Thursday, November 8, 2012

So I've Been Thinking...: College is the time to become an adult


Published in the September 24, 2012 Issue of the Kishwaukee Kaleidoscope

It was the summer after I graduated high school. I had just turned 18 a couple weeks earlier, which enabled me to get a job as a counselor at a local summer camp. I think it is safe to say that job changed my life forever. There has never been such a short amount of time in which I have learned so much. In fact, I'm pretty sure I could fill the whole newspaper with all the lessons I've learned. There is one lesson in particular that I learned that summer, though, that I think can benefit everyone on this campus.
A couple weeks into my job, my coordinator dropped a copy of a letter into my mailbox. It covered some general guidelines that, in her eyes, would make us the best counselors we could be if we would just follow them. Although I forget the exact language now, she had written on the bottom of the page something along these lines: "Remember, you are an adult. Act like one, and don't let anyone treat you like a child."
□ □ □ □ □
## WORK INSTRUCTION A
Answer these questions about the column on college and adulthood:
(i) In which issue of the Kishwaukee Kaleidoscope was the column published?
(ii) What age had the writer recently turned when taking the camp counselor job?
(iii) What did the coordinator drop into the writer's mailbox?
## WORK INSTRUCTION B
Repeat word for word the part of the column on college and adulthood that opens with the words containing "Thursday, November 8, 2012" and closes with "on this campus.".
Work from the column alone.

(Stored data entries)
□ □ □ □ □
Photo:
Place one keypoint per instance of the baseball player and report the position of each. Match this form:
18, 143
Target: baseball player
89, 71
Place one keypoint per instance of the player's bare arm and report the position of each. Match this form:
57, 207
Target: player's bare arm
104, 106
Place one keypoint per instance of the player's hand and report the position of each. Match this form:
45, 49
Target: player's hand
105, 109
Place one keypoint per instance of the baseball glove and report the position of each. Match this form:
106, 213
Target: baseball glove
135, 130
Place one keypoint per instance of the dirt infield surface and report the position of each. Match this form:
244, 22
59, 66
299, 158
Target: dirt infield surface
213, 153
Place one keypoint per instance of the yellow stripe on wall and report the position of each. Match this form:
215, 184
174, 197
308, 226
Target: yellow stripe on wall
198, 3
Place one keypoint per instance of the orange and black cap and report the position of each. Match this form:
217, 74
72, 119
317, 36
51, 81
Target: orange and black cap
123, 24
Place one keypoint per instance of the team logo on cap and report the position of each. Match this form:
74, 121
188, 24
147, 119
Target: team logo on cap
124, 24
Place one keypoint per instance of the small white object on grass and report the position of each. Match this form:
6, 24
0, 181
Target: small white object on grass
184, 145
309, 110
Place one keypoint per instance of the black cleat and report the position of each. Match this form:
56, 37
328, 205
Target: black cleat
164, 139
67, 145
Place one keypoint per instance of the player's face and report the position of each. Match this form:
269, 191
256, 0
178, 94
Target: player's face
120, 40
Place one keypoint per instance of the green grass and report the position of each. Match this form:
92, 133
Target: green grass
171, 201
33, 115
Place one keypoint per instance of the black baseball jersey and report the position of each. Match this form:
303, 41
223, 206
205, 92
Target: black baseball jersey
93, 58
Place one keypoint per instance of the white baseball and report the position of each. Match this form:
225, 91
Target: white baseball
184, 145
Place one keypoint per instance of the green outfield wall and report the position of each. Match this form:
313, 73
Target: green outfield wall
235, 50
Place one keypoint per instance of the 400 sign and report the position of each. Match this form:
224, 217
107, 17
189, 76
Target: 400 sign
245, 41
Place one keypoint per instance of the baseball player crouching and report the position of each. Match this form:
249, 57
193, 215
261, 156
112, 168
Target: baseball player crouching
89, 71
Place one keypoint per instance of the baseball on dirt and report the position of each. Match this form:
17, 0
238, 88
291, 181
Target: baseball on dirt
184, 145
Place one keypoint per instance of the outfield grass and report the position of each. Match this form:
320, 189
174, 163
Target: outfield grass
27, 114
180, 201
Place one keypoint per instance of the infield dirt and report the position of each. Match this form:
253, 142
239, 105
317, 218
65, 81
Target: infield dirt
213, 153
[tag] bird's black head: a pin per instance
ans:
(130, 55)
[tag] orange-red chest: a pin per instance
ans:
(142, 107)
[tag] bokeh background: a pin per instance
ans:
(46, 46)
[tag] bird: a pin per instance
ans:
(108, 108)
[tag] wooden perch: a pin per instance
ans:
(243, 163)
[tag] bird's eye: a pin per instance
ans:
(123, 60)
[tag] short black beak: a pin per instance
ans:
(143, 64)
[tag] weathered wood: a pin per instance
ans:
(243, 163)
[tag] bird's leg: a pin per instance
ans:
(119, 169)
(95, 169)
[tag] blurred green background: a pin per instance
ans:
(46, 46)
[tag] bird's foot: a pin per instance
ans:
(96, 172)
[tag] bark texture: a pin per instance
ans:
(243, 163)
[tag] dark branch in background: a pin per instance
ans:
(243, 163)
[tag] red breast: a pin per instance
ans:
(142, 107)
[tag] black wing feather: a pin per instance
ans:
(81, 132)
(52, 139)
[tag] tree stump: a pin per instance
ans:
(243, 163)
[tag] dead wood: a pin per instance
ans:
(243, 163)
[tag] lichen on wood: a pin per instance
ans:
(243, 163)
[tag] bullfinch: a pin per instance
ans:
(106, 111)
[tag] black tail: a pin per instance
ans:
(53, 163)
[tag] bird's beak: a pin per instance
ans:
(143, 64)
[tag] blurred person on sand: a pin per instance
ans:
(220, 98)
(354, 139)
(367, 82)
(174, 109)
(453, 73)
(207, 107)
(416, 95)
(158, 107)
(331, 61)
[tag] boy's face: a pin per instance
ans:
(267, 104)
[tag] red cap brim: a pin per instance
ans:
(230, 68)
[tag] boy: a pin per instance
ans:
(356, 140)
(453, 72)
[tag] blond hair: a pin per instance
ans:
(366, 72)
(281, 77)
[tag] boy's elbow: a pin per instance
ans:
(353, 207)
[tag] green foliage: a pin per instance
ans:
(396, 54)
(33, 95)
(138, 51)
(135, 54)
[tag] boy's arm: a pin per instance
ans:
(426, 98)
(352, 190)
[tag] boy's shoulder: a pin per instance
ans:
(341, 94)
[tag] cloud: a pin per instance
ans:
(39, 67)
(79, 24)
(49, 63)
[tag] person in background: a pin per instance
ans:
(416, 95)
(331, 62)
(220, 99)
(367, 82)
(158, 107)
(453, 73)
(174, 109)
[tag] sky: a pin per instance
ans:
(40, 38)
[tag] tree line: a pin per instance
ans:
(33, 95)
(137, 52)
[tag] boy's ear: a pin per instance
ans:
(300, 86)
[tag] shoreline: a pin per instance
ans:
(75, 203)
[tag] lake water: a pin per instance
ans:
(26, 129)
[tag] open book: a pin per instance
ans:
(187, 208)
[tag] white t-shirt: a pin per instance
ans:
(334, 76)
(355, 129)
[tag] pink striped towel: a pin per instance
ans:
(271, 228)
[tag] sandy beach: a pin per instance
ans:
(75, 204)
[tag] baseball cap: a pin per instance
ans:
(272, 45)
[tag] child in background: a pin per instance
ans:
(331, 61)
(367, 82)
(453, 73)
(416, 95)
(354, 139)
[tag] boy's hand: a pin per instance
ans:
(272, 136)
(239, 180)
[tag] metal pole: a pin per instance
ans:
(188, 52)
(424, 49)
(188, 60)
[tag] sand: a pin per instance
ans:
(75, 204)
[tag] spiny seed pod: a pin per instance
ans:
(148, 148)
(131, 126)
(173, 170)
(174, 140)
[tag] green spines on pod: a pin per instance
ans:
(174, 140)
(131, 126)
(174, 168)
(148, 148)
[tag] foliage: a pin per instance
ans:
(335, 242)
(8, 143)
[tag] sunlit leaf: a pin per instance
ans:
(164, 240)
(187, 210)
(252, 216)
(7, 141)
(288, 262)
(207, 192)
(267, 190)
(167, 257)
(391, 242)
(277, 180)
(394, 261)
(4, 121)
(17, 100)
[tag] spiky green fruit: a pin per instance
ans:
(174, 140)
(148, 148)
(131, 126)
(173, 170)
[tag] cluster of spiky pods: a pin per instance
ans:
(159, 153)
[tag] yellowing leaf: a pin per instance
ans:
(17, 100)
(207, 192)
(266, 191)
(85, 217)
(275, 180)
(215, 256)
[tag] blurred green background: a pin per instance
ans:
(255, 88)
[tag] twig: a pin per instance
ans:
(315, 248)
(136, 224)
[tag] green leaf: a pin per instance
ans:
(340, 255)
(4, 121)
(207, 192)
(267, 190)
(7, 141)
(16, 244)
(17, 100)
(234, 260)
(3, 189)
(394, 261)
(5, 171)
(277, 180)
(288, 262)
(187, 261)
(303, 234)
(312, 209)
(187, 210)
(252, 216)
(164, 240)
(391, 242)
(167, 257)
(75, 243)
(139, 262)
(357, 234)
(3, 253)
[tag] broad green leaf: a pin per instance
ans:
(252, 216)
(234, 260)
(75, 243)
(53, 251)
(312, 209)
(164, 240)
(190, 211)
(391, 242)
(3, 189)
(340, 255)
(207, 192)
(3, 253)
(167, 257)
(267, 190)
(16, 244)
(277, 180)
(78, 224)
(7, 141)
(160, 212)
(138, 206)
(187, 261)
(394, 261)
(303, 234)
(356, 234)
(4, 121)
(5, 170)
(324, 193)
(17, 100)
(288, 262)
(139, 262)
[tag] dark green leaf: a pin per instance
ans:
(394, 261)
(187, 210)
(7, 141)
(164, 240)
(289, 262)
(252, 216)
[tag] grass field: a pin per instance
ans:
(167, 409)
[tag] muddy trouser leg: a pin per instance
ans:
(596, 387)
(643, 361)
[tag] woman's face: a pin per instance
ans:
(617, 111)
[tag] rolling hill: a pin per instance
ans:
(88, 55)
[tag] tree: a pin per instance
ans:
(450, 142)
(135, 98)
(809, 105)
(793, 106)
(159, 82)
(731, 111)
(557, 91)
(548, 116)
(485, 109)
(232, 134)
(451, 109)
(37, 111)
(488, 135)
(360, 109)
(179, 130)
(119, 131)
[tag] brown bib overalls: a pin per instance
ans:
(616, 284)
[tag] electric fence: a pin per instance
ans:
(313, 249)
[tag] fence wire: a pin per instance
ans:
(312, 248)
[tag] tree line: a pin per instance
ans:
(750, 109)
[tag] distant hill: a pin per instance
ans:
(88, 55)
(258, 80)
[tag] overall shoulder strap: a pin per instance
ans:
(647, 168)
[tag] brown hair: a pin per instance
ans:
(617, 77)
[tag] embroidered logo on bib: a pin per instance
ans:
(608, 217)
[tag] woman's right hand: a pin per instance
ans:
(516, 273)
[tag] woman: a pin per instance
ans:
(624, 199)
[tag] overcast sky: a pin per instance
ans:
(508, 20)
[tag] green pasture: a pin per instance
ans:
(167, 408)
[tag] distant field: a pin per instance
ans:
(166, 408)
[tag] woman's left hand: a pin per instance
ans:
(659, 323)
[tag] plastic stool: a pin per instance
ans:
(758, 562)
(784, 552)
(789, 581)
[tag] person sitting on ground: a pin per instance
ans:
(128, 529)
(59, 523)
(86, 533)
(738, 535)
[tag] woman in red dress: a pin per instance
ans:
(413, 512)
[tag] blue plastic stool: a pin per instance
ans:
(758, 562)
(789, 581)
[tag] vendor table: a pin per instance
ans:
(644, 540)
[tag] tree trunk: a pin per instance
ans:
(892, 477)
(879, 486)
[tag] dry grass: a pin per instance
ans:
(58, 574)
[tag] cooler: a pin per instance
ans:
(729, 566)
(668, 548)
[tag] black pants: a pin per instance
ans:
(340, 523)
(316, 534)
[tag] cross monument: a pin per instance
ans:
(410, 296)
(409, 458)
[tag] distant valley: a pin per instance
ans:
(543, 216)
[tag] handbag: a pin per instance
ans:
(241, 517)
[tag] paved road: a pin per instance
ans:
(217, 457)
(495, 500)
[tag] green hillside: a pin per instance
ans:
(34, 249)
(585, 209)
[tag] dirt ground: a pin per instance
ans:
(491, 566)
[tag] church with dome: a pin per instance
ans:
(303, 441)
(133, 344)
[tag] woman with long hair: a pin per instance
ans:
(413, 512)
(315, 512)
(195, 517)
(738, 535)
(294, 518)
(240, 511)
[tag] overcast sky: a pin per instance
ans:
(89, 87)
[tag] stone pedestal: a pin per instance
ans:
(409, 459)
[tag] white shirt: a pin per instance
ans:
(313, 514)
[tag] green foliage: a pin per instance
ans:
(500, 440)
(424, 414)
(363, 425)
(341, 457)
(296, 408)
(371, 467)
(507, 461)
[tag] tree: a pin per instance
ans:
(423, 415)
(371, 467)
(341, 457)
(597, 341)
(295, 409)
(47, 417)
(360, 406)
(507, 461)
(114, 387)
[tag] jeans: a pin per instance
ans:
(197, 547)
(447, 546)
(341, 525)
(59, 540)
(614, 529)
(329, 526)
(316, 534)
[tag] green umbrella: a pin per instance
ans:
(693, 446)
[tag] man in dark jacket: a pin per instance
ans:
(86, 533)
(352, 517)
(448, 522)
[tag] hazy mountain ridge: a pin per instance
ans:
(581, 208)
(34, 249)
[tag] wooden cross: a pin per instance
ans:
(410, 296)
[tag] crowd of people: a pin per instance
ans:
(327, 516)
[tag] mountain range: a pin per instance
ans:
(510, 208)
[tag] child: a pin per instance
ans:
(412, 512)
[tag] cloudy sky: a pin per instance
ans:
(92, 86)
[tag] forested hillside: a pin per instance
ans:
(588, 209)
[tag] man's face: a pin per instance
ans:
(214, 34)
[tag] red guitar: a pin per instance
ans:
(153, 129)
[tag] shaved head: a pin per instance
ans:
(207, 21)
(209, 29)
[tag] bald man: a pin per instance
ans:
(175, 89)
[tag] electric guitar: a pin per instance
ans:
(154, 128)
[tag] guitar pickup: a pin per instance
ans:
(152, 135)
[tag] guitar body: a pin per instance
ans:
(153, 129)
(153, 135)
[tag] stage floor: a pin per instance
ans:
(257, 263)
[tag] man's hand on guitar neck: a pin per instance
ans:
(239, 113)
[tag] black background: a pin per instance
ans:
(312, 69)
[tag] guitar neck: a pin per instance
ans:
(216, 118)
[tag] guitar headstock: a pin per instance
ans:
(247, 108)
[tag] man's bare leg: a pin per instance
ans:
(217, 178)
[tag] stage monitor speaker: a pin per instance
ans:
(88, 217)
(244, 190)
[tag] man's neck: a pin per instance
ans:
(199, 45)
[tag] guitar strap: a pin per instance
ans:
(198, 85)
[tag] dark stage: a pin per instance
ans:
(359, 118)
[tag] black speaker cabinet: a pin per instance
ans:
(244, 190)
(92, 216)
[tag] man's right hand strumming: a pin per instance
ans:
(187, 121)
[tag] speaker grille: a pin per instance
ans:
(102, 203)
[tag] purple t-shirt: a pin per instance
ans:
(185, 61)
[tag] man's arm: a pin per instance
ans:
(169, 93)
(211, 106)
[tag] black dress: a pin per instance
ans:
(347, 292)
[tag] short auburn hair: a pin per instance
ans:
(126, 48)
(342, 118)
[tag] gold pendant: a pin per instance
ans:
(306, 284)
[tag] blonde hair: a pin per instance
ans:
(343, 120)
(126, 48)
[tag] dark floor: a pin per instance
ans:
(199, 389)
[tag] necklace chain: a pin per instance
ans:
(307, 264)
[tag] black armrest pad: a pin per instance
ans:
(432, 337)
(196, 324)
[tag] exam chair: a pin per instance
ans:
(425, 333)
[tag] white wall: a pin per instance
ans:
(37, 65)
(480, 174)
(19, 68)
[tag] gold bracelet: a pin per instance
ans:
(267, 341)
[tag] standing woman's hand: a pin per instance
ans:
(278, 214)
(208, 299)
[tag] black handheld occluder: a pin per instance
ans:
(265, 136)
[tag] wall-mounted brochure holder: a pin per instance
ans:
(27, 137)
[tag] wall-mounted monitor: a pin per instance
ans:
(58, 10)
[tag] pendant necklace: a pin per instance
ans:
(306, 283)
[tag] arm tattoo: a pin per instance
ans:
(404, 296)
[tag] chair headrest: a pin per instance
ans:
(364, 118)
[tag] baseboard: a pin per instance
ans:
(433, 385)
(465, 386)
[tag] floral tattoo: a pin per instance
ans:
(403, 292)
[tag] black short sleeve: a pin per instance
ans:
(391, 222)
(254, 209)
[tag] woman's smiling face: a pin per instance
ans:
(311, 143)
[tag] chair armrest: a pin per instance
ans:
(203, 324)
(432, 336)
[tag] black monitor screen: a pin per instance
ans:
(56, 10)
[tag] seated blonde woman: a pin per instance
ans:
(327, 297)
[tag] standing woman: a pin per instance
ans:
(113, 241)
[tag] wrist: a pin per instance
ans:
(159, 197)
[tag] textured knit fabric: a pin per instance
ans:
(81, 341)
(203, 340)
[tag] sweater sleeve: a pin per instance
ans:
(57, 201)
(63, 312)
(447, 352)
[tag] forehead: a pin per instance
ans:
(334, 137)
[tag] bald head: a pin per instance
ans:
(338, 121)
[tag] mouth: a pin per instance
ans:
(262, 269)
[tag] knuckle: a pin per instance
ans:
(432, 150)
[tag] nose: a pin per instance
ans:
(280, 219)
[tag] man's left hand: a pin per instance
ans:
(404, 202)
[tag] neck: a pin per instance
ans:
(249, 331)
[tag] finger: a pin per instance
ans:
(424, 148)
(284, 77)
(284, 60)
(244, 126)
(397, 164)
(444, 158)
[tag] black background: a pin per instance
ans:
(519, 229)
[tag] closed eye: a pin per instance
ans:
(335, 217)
□ □ □ □ □
## TASK ANSWER A
(i) The September 24, 2012 issue.
(ii) 18.
(iii) A copy of a letter.

## TASK ANSWER B
Thursday, November 8, 2012

So I've Been Thinking...: College is the time to become an adult


Published in the September 24, 2012 Issue of the Kishwaukee Kaleidoscope

It was the summer after I graduated high school. I had just turned 18 a couple weeks earlier, which enabled me to get a job as a counselor at a local summer camp. I think it is safe to say that job changed my life forever. There has never been such a short amount of time in which I have learned so much. In fact, I'm pretty sure I could fill the whole newspaper with all the lessons I've learned. There is one lesson in particular that I learned that summer, though, that I think can benefit everyone on this campus.